How to complete this task: Pictures aside, repeat every entry exactly.
-=-=-=-=-
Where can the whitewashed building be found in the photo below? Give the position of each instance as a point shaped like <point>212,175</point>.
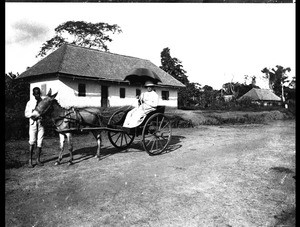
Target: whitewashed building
<point>87,77</point>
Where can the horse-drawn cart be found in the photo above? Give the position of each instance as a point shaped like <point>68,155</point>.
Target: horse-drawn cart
<point>155,131</point>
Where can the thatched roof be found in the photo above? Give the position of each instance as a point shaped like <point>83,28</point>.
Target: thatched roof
<point>90,63</point>
<point>257,94</point>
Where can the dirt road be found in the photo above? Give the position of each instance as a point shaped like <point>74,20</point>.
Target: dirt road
<point>237,175</point>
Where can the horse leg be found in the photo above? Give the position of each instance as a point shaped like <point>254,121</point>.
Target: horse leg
<point>70,147</point>
<point>98,137</point>
<point>61,146</point>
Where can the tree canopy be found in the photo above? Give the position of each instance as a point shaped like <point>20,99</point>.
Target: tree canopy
<point>173,66</point>
<point>82,34</point>
<point>276,77</point>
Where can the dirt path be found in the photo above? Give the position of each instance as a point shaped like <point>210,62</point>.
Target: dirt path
<point>238,175</point>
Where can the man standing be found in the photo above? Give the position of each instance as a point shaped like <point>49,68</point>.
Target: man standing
<point>36,128</point>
-=-=-=-=-
Output of the task:
Where can the whitewashed building be found in the photo below? Give the position of each instance as a point shaped like <point>212,175</point>.
Target: whitewashed building
<point>87,77</point>
Where can the horse-drawn cart be found in the photo above? Give the position of each instance as a point shaped like <point>68,155</point>.
Target: horse-drawn cart
<point>155,131</point>
Where can the thatched roof be found in the photo above? Give the position of each instance as a point shaped like <point>83,28</point>.
Target: thatched roof
<point>90,63</point>
<point>257,94</point>
Where can the dirt road be found in the photo above? Give the position of each instance as a point shaped like <point>74,20</point>.
Target: dirt road
<point>237,175</point>
Where can the horse leg be found in the photo above? Give the position of each instance as a point shaped like <point>254,121</point>.
Target: horse leg
<point>70,147</point>
<point>98,137</point>
<point>61,146</point>
Where can the tree canopy be found in the photo above? Give the position of each instance as a point shaped like <point>20,99</point>.
Target: tree canopy
<point>173,66</point>
<point>82,34</point>
<point>276,77</point>
Where can the dirt path be found in the photo above? Give the position of each instance as a point shaped like <point>210,62</point>.
Target: dirt path
<point>238,175</point>
Where can the man standing be found in the photo above? Give the position of each instance as a point shaped like <point>49,68</point>.
Target: man standing
<point>36,128</point>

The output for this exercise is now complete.